[Given entries start]
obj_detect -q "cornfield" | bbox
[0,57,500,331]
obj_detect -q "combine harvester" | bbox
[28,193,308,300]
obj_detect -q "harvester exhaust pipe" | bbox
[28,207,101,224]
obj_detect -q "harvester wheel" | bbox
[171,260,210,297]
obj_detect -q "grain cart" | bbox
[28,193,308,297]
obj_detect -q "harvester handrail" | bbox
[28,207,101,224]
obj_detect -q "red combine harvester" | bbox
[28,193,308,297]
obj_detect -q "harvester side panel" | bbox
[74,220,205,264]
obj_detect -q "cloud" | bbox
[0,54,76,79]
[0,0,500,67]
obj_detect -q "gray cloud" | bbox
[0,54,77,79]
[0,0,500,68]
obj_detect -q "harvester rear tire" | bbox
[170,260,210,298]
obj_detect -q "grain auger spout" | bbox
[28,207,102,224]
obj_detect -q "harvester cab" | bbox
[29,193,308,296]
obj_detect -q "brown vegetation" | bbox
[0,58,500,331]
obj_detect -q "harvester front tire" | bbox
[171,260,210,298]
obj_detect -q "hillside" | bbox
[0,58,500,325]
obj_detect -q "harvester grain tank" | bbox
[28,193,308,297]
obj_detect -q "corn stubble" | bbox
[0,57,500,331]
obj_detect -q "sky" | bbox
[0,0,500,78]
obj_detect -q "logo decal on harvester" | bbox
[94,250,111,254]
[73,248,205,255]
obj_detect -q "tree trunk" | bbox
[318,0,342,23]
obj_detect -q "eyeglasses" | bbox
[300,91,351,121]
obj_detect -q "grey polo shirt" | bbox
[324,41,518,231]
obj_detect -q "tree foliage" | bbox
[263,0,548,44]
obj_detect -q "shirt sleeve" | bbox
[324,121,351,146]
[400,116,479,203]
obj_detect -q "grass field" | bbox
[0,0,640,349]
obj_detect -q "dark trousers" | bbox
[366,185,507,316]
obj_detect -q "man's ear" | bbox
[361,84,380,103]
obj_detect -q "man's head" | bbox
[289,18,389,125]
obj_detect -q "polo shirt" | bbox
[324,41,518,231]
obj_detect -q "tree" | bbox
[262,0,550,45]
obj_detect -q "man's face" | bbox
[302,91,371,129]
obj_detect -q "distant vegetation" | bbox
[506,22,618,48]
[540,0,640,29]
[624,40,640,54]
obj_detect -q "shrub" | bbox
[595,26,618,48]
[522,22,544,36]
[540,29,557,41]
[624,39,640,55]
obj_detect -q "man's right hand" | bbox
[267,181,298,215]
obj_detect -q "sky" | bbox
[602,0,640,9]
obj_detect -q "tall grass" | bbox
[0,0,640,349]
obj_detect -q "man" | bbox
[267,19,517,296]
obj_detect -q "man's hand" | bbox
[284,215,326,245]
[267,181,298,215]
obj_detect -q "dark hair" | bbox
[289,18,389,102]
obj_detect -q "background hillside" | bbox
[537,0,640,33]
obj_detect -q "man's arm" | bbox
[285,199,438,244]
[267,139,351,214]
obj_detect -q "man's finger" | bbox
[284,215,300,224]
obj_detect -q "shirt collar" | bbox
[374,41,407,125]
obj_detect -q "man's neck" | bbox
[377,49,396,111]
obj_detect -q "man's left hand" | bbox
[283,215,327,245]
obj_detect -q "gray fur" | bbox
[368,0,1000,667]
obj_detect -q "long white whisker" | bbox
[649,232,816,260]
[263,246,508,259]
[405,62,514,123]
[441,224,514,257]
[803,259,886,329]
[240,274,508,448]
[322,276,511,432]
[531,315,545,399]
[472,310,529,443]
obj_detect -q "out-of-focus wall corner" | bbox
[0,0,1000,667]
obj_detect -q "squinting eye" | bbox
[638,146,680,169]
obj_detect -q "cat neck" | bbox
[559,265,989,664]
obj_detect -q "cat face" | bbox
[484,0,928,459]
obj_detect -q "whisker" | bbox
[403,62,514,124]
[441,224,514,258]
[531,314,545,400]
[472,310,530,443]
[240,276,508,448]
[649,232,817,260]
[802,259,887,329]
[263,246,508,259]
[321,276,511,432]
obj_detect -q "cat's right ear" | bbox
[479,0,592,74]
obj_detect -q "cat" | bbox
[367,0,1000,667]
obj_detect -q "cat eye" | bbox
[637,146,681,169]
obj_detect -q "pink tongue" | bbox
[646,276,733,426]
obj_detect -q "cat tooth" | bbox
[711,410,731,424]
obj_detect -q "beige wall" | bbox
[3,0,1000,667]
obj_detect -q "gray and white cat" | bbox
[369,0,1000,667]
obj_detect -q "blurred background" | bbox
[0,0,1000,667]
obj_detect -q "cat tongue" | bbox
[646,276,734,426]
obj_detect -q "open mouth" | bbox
[Given entries end]
> Short problem: Copy every record above line for line, with no changes and nothing left out.

> In response:
obj_detect -q "cornfield" | bbox
[0,57,500,331]
obj_detect -q "combine harvester" | bbox
[28,193,308,300]
obj_detect -q "harvester exhaust pipe" | bbox
[28,207,101,224]
obj_detect -q "harvester wheel" | bbox
[171,260,210,297]
obj_detect -q "grain cart" | bbox
[28,193,308,297]
obj_detect -q "harvester handrail" | bbox
[28,207,101,224]
obj_detect -q "red combine harvester" | bbox
[28,193,308,297]
obj_detect -q "harvester side panel" | bbox
[74,220,205,264]
obj_detect -q "cloud" | bbox
[0,54,76,79]
[0,0,500,67]
obj_detect -q "gray cloud" | bbox
[0,54,77,79]
[0,0,500,68]
obj_detect -q "harvester rear tire" | bbox
[170,260,210,298]
obj_detect -q "grain auger spout" | bbox
[28,207,102,224]
obj_detect -q "harvester cab" | bbox
[29,193,308,296]
obj_detect -q "brown vegetation" | bbox
[0,58,500,331]
obj_detect -q "harvester front tire" | bbox
[171,260,210,298]
obj_detect -q "hillside" | bbox
[0,58,500,325]
obj_detect -q "harvester grain tank" | bbox
[28,193,308,297]
obj_detect -q "corn stubble" | bbox
[0,57,500,331]
obj_detect -q "sky" | bbox
[0,0,500,78]
obj_detect -q "logo decal on harvester" | bbox
[94,250,111,254]
[73,248,205,255]
obj_detect -q "tree trunk" | bbox
[318,0,342,23]
obj_detect -q "eyeglasses" | bbox
[300,91,351,121]
obj_detect -q "grey polo shirt" | bbox
[324,41,518,231]
obj_detect -q "tree foliage" | bbox
[263,0,548,44]
obj_detect -q "shirt sleeve" | bbox
[324,121,351,146]
[400,116,479,203]
obj_detect -q "grass field" | bbox
[0,0,640,349]
obj_detect -q "dark trousers" | bbox
[366,185,507,316]
obj_detect -q "man's ear" | bbox
[361,84,380,103]
obj_detect -q "man's head" | bbox
[289,18,389,125]
obj_detect -q "polo shirt" | bbox
[324,41,518,231]
obj_detect -q "tree" | bbox
[262,0,550,45]
obj_detect -q "man's face" | bbox
[302,91,371,129]
obj_detect -q "distant vegetation" | bbox
[506,22,618,48]
[540,0,640,29]
[624,40,640,54]
obj_detect -q "shrub" | bbox
[595,26,618,48]
[522,22,544,36]
[540,29,557,41]
[624,39,640,55]
obj_detect -q "man's right hand" | bbox
[267,181,298,215]
obj_detect -q "sky" | bbox
[602,0,640,9]
obj_detect -q "tall grass" | bbox
[0,0,640,349]
obj_detect -q "man" | bbox
[267,19,517,296]
obj_detect -q "man's hand" | bbox
[284,215,326,245]
[267,181,298,215]
obj_detect -q "dark hair" | bbox
[289,18,389,102]
obj_detect -q "background hillside" | bbox
[537,0,640,33]
obj_detect -q "man's arm" | bbox
[285,199,438,244]
[267,139,351,214]
obj_detect -q "man's finger" | bbox
[284,215,300,224]
obj_detect -q "shirt collar" | bbox
[374,41,407,125]
obj_detect -q "man's neck" | bbox
[377,49,396,111]
obj_detect -q "man's left hand" | bbox
[283,215,327,245]
obj_detect -q "gray fur" | bbox
[368,0,1000,667]
obj_detect -q "long white whisker" | bbox
[649,232,816,260]
[263,246,508,259]
[405,62,514,123]
[441,224,514,257]
[803,259,886,329]
[240,274,508,448]
[322,276,511,432]
[531,315,545,399]
[472,310,529,443]
obj_detect -q "out-of-focus wall corner" | bbox
[0,0,1000,667]
obj_detect -q "squinting eye" | bbox
[638,146,680,169]
obj_detect -q "cat neck" | bbox
[559,265,989,664]
obj_detect -q "cat face" | bbox
[484,0,928,459]
obj_detect -q "whisker" | bbox
[403,62,514,124]
[441,224,514,258]
[531,314,545,400]
[472,310,530,443]
[240,276,508,448]
[649,232,817,260]
[802,259,887,329]
[263,246,508,259]
[321,276,511,432]
obj_detect -q "cat's right ear" | bbox
[479,0,592,74]
obj_detect -q "cat" | bbox
[367,0,1000,667]
obj_detect -q "cat eye" | bbox
[637,146,681,169]
obj_detect -q "pink tongue" | bbox
[646,276,733,426]
obj_detect -q "cat tooth" | bbox
[711,410,731,424]
obj_detect -q "beige wall" | bbox
[3,0,1000,667]
obj_detect -q "gray and white cat" | bbox
[369,0,1000,667]
obj_detect -q "blurred background" | bbox
[0,0,1000,667]
obj_detect -q "cat tongue" | bbox
[646,276,734,426]
obj_detect -q "open mouth" | bbox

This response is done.